__REQUIRED ACTION__
Whenever a line in the data below includes the string "index", copy it out.

__STORED DATA__
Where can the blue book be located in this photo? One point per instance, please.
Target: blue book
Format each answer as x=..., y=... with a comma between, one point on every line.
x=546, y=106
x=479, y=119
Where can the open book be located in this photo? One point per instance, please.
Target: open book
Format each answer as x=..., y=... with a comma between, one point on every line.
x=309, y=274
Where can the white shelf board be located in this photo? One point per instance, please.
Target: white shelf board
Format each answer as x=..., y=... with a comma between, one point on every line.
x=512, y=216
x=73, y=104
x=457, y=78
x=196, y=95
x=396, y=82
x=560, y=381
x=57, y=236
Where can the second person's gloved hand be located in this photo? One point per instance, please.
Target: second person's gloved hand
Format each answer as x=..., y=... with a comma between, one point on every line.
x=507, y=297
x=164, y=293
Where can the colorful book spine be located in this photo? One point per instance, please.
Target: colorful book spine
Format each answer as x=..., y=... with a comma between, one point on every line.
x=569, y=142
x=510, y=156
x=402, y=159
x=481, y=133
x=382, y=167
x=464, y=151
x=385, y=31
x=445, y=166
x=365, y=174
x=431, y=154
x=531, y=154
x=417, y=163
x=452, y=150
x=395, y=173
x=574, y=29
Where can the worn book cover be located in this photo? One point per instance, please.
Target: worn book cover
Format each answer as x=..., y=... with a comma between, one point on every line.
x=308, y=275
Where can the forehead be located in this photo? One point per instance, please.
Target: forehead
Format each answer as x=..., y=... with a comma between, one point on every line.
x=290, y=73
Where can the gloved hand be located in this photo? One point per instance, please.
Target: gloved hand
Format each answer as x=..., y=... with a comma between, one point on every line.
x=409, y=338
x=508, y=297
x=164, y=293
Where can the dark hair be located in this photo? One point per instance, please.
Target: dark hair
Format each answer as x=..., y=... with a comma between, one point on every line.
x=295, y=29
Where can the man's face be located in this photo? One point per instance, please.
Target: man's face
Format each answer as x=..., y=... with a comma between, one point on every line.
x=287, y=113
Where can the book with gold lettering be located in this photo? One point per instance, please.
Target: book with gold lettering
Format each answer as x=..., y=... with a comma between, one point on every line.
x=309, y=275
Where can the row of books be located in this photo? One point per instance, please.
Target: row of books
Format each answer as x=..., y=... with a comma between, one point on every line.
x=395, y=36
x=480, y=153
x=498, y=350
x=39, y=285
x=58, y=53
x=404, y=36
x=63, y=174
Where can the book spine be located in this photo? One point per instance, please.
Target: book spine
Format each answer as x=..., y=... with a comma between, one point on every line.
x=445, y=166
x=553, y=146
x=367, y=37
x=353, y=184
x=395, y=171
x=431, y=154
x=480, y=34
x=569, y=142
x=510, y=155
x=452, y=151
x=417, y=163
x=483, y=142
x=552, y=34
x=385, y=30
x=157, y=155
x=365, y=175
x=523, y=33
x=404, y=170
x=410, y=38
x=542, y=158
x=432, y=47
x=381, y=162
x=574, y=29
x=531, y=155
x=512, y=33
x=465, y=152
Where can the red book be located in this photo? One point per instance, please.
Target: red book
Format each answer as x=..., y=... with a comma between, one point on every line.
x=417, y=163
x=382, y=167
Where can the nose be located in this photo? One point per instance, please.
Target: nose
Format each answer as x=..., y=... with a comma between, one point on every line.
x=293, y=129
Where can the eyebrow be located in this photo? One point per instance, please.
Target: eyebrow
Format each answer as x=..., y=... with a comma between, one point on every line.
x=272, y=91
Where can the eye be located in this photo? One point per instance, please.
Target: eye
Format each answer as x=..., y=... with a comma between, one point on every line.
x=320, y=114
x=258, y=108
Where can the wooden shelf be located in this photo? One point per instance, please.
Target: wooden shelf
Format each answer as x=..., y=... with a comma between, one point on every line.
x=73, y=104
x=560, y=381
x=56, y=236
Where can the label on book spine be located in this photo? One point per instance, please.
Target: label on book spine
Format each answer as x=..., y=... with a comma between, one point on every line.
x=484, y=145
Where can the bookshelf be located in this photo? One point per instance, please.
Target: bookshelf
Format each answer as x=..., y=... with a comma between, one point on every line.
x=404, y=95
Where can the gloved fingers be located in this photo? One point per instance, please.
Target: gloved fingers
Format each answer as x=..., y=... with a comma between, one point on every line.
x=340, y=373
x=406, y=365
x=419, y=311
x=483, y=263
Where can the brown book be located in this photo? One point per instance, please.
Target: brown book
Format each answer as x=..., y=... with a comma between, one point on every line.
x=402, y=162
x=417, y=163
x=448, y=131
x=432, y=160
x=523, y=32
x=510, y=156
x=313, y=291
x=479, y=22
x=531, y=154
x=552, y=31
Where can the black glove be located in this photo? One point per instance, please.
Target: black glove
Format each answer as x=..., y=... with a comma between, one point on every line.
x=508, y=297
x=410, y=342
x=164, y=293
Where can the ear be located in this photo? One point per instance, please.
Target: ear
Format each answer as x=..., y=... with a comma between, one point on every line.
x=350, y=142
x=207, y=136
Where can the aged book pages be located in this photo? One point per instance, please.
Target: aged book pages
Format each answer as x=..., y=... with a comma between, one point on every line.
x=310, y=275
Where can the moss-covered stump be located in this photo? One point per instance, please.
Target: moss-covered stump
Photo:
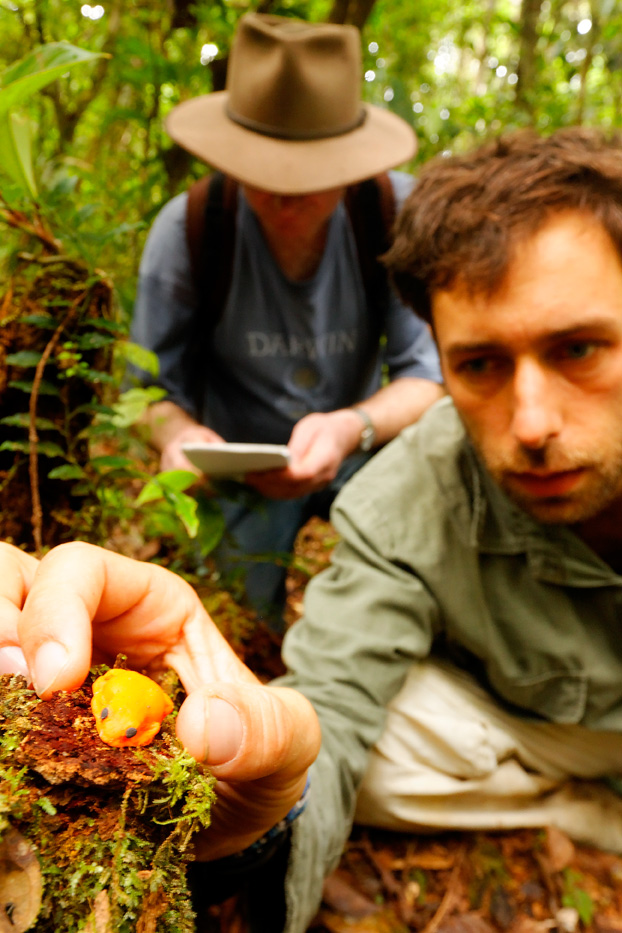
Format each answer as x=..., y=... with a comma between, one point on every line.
x=92, y=838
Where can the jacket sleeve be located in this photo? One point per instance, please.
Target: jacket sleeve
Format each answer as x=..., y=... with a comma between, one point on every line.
x=349, y=666
x=165, y=312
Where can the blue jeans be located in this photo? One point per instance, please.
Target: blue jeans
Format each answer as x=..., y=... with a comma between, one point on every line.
x=260, y=535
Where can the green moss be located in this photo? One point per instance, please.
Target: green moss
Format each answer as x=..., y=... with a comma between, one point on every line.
x=112, y=857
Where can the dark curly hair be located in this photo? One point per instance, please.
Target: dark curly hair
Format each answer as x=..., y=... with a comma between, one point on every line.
x=467, y=212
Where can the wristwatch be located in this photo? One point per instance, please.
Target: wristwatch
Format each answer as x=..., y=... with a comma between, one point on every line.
x=368, y=434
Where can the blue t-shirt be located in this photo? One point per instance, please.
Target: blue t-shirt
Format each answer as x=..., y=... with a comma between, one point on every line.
x=281, y=349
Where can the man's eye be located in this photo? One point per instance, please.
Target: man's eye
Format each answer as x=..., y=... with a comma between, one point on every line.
x=578, y=349
x=478, y=366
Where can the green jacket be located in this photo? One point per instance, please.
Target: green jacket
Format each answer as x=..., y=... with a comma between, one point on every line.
x=434, y=558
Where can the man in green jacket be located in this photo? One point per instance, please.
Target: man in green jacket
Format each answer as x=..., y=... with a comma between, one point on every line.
x=462, y=655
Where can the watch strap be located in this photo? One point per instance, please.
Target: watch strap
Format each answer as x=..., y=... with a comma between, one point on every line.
x=368, y=432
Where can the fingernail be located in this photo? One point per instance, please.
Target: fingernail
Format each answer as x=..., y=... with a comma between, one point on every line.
x=225, y=731
x=12, y=661
x=49, y=662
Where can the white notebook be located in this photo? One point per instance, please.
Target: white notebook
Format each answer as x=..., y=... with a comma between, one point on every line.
x=236, y=459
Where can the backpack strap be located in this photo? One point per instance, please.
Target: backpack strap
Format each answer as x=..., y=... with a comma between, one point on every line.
x=371, y=207
x=210, y=235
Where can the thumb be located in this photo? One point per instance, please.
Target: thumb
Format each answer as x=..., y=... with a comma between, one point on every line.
x=250, y=731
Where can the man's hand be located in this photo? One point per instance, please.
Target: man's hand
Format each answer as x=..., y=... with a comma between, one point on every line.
x=318, y=445
x=82, y=605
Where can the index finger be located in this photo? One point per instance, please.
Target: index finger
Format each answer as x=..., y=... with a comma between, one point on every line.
x=17, y=570
x=85, y=599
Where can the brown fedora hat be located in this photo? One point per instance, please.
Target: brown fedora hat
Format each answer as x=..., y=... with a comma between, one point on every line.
x=291, y=119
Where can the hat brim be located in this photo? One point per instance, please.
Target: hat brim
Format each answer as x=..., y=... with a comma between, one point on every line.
x=201, y=126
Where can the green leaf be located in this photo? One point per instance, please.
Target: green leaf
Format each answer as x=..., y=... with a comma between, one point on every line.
x=38, y=69
x=149, y=493
x=16, y=150
x=22, y=420
x=131, y=405
x=39, y=320
x=45, y=388
x=44, y=448
x=23, y=358
x=112, y=462
x=186, y=510
x=176, y=480
x=67, y=471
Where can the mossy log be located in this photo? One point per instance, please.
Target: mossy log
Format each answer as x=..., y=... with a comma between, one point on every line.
x=93, y=838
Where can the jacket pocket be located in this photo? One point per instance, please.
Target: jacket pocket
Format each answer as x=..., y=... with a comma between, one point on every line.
x=558, y=696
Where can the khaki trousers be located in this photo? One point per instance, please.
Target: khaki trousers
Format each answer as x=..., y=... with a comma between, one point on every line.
x=451, y=758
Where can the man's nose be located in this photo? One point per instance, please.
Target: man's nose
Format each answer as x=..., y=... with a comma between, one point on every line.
x=536, y=415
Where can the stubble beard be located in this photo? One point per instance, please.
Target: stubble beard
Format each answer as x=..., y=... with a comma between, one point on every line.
x=600, y=487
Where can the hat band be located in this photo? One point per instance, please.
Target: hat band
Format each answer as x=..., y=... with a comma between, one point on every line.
x=283, y=133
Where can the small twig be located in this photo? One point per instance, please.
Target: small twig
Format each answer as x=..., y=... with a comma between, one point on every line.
x=33, y=437
x=451, y=894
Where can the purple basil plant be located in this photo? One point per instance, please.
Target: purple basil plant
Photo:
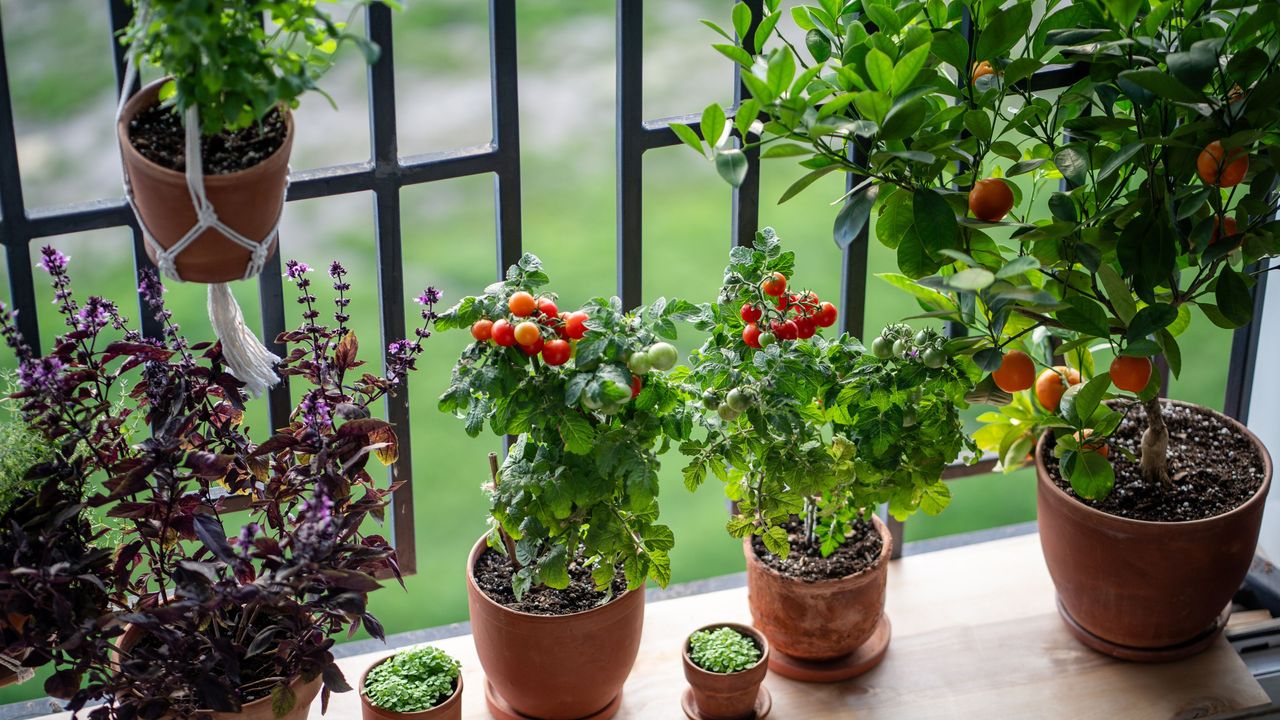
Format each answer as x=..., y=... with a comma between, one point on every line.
x=234, y=563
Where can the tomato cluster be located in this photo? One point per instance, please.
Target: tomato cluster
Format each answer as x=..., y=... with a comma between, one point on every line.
x=795, y=315
x=536, y=326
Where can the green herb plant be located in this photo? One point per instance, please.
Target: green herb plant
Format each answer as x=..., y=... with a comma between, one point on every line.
x=412, y=680
x=231, y=64
x=818, y=428
x=580, y=482
x=723, y=651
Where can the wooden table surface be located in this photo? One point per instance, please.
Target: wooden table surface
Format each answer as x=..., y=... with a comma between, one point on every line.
x=976, y=636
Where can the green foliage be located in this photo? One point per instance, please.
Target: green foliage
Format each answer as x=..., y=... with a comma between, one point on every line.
x=580, y=483
x=412, y=680
x=830, y=431
x=722, y=650
x=231, y=65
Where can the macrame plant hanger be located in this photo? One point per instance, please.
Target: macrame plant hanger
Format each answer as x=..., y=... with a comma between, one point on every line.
x=246, y=358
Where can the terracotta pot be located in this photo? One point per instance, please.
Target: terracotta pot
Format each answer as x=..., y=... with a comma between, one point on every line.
x=448, y=710
x=732, y=696
x=1141, y=589
x=823, y=620
x=554, y=666
x=305, y=692
x=248, y=201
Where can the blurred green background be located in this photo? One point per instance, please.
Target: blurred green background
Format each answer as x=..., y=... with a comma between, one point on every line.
x=60, y=76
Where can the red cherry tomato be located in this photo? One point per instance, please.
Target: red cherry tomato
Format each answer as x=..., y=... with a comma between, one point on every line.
x=481, y=329
x=575, y=326
x=826, y=315
x=503, y=333
x=556, y=352
x=775, y=285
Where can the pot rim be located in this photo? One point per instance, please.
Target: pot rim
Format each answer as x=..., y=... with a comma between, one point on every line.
x=455, y=697
x=1042, y=477
x=886, y=551
x=739, y=627
x=142, y=99
x=481, y=546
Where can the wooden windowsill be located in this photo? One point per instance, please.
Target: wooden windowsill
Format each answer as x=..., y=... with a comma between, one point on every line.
x=976, y=634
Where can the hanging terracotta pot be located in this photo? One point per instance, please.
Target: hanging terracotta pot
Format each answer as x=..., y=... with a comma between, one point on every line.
x=823, y=630
x=248, y=201
x=727, y=696
x=554, y=666
x=1142, y=589
x=448, y=710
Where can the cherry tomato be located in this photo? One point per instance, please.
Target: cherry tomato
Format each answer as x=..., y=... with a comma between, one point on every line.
x=528, y=333
x=503, y=333
x=826, y=315
x=521, y=304
x=575, y=326
x=775, y=285
x=556, y=352
x=481, y=329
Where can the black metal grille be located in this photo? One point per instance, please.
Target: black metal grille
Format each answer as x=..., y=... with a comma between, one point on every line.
x=387, y=172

__ANSWER SECTION__
Where can the index finger be located in this photo? One point per instance, please.
Target: index finger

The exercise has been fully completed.